--- Required task ---
Turn every line of the items below into a numbered list, leaving out any blank lines.

Some items:
-------

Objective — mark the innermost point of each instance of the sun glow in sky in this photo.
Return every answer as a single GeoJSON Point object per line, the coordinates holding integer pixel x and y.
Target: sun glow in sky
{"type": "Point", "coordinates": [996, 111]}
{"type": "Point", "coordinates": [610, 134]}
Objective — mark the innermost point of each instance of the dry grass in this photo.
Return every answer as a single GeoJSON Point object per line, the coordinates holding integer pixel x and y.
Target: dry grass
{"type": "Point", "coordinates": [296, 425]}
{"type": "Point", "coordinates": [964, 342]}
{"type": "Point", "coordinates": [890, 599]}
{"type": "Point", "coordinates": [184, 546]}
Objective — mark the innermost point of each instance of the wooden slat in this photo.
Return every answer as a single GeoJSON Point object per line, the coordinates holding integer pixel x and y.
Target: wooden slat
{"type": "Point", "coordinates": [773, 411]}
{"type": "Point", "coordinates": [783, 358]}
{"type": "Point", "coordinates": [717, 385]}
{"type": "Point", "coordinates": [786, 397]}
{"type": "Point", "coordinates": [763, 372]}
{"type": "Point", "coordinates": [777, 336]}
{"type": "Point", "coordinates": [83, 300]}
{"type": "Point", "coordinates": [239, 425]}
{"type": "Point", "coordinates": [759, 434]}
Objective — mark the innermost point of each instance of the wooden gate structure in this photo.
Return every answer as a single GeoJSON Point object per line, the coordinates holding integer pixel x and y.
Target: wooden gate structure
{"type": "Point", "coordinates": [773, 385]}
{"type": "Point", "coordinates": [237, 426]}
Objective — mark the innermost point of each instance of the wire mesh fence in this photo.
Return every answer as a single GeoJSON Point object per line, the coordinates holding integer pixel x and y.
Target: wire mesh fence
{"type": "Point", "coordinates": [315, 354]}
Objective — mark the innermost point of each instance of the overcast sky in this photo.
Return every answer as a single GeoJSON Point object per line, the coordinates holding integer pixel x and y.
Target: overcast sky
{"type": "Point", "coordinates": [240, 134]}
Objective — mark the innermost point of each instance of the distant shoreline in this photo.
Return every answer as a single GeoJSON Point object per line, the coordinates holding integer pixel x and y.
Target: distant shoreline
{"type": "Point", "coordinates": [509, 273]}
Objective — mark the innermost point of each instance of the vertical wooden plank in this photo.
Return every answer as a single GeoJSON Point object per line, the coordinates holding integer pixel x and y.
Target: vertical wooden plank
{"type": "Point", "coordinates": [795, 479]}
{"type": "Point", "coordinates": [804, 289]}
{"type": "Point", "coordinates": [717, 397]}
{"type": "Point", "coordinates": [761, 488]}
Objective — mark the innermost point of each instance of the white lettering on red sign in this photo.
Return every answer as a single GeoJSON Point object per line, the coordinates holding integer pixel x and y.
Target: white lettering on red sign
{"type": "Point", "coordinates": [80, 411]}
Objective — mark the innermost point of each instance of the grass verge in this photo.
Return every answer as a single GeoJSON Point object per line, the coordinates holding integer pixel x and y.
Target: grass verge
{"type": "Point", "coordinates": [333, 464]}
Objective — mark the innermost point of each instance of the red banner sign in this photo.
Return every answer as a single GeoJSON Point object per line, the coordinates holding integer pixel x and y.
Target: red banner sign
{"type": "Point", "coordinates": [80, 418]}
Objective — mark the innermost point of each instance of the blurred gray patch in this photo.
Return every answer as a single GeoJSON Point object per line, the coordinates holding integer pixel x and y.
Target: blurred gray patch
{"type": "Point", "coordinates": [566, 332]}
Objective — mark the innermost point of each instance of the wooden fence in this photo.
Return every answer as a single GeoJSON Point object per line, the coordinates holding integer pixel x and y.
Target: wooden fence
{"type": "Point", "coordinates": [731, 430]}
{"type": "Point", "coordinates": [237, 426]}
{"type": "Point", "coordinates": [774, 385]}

-------

--- Answer to this task ---
1. Objective — mark the innermost point of each instance of the sun glow in sky in this photo.
2. Return every answer as a single GeoJSON Point object per line, the coordinates holding integer pixel x and y.
3. Target: sun glow in sky
4. {"type": "Point", "coordinates": [996, 111]}
5. {"type": "Point", "coordinates": [610, 134]}
6. Objective — mark the innermost point of each instance of the dry grass in this photo.
7. Return every answer as a single GeoJSON Point object per line, the coordinates holding integer pixel x and y.
8. Target: dry grass
9. {"type": "Point", "coordinates": [296, 425]}
10. {"type": "Point", "coordinates": [964, 342]}
11. {"type": "Point", "coordinates": [890, 599]}
12. {"type": "Point", "coordinates": [184, 546]}
13. Objective — mark the innermost point of each instance of the wooden slat in this photo.
14. Return every answer as a single GeoJSON Point object per line, the coordinates holding integer pixel x and y.
15. Target: wooden slat
16. {"type": "Point", "coordinates": [773, 411]}
17. {"type": "Point", "coordinates": [783, 358]}
18. {"type": "Point", "coordinates": [717, 385]}
19. {"type": "Point", "coordinates": [786, 397]}
20. {"type": "Point", "coordinates": [763, 372]}
21. {"type": "Point", "coordinates": [777, 336]}
22. {"type": "Point", "coordinates": [83, 300]}
23. {"type": "Point", "coordinates": [239, 425]}
24. {"type": "Point", "coordinates": [759, 434]}
25. Objective — mark the innermost point of each instance of the wooden gate structure in this photo.
26. Return every answer as a single GeoJSON Point object per line, the coordinates holding integer pixel x and y.
27. Target: wooden gate structure
28. {"type": "Point", "coordinates": [773, 385]}
29. {"type": "Point", "coordinates": [237, 426]}
30. Objective — mark the innermost point of each instance of the wire mesh fence in this photo.
31. Return every answer as a single GeoJSON Point object per line, the coordinates holding integer pixel x and y.
32. Target: wire mesh fence
33. {"type": "Point", "coordinates": [315, 354]}
34. Objective — mark the innermost point of each instance of the overcast sky in this photo.
35. Return every answer as a single GeoJSON Point object per line, the coordinates holding integer pixel x and y.
36. Target: overcast sky
37. {"type": "Point", "coordinates": [240, 134]}
38. Objective — mark the innermost point of each instance of the distant shoreline in this photo.
39. Return every answer as a single GeoJSON Point object per line, the coordinates holding integer pixel x and y.
40. Target: distant shoreline
41. {"type": "Point", "coordinates": [509, 273]}
42. Objective — mark the innermost point of each instance of the vertical wooden plank in this photo.
43. Return every answer as a single GeoJSON Point object per line, the coordinates holding integer pixel x and y.
44. Target: vertical wooden plank
45. {"type": "Point", "coordinates": [795, 479]}
46. {"type": "Point", "coordinates": [804, 289]}
47. {"type": "Point", "coordinates": [717, 397]}
48. {"type": "Point", "coordinates": [761, 488]}
49. Objective — mark the innermost point of each instance of the white lettering on red sign in this photo.
50. Return every answer as a single GeoJSON Point object per line, the coordinates holding integer pixel x and y.
51. Target: white lettering on red sign
52. {"type": "Point", "coordinates": [80, 411]}
53. Objective — mark the innermost point of each instance of the grass verge in this photo.
54. Return every answer as a single GeoJSON Point object per line, the coordinates holding integer pixel x and y.
55. Target: grass verge
56. {"type": "Point", "coordinates": [333, 464]}
57. Objective — mark the innermost point of each instance of the red banner sign in this photo.
58. Return every answer as a single GeoJSON Point object per line, the coordinates holding integer pixel x and y.
59. Target: red banner sign
60. {"type": "Point", "coordinates": [80, 418]}
61. Objective — mark the innermost point of each instance of the blurred gray patch in this photo.
62. Return every answer as a single GeoJSON Point object per line, the coordinates holding integer pixel x and y.
63. Target: blurred gray patch
64. {"type": "Point", "coordinates": [566, 332]}
65. Objective — mark the innermost point of each instance of the wooden fence in this photo.
66. Return every answer as a single GeoJSON Point object per line, the coordinates holding integer pixel x and y.
67. Target: wooden fence
68. {"type": "Point", "coordinates": [731, 430]}
69. {"type": "Point", "coordinates": [237, 426]}
70. {"type": "Point", "coordinates": [774, 385]}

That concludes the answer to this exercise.